Directions
Please rewrite the items below, substituting "whole-number pixel coordinates" for each occurrence of "integer pixel coordinates" and leaving everything else unchanged.
<<<<
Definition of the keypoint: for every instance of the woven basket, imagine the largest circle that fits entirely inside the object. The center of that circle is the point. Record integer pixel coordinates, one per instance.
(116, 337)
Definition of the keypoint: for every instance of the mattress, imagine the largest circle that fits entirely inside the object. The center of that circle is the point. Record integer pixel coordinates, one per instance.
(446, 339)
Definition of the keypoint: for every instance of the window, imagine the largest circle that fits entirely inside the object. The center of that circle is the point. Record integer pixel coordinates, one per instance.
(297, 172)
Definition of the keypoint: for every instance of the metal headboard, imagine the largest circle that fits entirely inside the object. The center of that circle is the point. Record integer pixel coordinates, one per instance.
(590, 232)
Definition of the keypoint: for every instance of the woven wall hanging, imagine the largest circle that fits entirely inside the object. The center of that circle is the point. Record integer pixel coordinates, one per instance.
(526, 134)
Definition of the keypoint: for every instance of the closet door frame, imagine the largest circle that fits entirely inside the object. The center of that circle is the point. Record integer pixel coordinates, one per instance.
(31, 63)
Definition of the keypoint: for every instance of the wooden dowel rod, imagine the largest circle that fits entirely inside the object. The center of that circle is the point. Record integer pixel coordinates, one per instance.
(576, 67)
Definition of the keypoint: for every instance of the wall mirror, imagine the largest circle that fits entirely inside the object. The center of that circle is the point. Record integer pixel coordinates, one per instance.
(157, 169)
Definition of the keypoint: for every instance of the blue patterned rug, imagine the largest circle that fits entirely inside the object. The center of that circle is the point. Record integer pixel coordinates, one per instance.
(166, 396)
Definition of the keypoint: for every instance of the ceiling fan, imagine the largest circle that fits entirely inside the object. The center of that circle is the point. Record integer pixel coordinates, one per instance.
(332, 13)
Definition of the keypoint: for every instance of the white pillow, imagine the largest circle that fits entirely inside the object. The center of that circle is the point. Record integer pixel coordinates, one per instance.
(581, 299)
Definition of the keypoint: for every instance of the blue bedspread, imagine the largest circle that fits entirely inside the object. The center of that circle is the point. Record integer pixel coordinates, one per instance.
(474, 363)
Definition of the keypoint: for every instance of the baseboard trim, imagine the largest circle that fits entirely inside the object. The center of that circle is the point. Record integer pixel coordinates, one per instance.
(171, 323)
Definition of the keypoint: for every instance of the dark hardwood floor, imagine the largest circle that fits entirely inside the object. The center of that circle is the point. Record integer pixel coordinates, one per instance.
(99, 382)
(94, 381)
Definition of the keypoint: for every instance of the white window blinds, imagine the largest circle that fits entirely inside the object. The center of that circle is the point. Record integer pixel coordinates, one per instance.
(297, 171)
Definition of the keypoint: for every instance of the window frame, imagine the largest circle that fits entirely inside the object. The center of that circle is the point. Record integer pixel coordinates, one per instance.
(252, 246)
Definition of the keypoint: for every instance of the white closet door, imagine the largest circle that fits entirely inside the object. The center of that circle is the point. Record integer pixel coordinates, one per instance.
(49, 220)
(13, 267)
>>>>
Result for this task
Definition of the keypoint: for every instance of the woven basket, imagine the largest circle that fits entirely inside the object. The center of that circle is the point. Record whole-number pixel coordinates, one per instance.
(116, 337)
Definition of the keypoint: for every instance of the mattress, imagine the largest circle that fits entirely inside the object. The center of that circle is the point. Record whole-number pixel coordinates, one per instance.
(446, 339)
Definition of the keypoint: for every instance of the window, imagine the largest circle that fits entirely inside the object. The center of that circle is the point. Record whole-number pixel coordinates, one per instance.
(297, 172)
Definition of the keypoint: for every instance of the metal headboard, imagine the largest circle that fits entirely inside the object. The center of that circle is the point. Record whole-number pixel coordinates, one per instance.
(590, 232)
Definition of the keypoint: for every instance of the woven wall hanging, imagine the largest circle that fits entirely inside the object. The center of that circle is the point. Record whole-number pixel coordinates, one per instance.
(526, 134)
Definition of the keypoint: for every instance of the closet door frame, imagine the largest circle that fits entirely inside the object. The center of that circle is the point. Record whole-number pixel coordinates, one per instance.
(31, 63)
Definition of the keypoint: for every instance of the wooden dowel rod, imagine the largest circle that fits entirely inside the object. The center of that circle is the point. Record whole-number pixel coordinates, one per instance.
(576, 67)
Definition of the keypoint: for every instance of the wall mirror, imagine the largest circle that fits entirely inside the object. The center of that circle is the point. Record whole-number pixel coordinates, one per instance.
(157, 169)
Definition of the keypoint: for every instance of the blue patterned rug, imagine the largest circle that fits entirely inside the object. The center of that circle is the point. Record whole-number pixel coordinates, one per instance.
(166, 396)
Definition of the keypoint: for every instance of the ceiling fan, imagine the largest circle that fits entirely inside the object. The center of that circle is the point. Record whole-number pixel coordinates, one per instance.
(332, 13)
Definition of the keypoint: for every instance of the white pillow, imagine the largest circle that fits entirely inside the object. The center of that circle is the point. Record whole-number pixel coordinates, one per instance.
(581, 299)
Definition of the keypoint: for every instance of the blue bedspread, imagine the largest circle that fits entirely inside the object. The center of that circle is the point. Record whole-number pixel coordinates, one per instance.
(474, 363)
Definition of the keypoint: for every instance of the baseboard trim, imagine the largest circle that fits entirely inside the object. The center of that circle is the point. Record whole-number pixel coordinates, one per instance.
(171, 323)
Definition of the keypoint: for every instance of the dark hardwood floor, imagine the largest circle that fits entirely inside the object. The center of that circle is the point. Record whole-number pixel coordinates, one per instance.
(99, 382)
(94, 381)
Definition of the keypoint: for every instance of the white window blinds, imagine the largest circle that fits entirely inside the object. The center of that circle is the point. Record whole-number pixel coordinates, one per instance.
(297, 171)
Definition of the keypoint: for every instance of the window frame, imagine the largest circle that fits entirely inside the object. The center of that circle is the point. Record whole-number pixel coordinates, one per instance.
(252, 246)
Definition of the keypoint: for every instance of the white closet door, imagine the largest circle that fits entirely inside the object. The center of that circle is the point. Record whole-number pixel coordinates, one per instance.
(49, 220)
(13, 267)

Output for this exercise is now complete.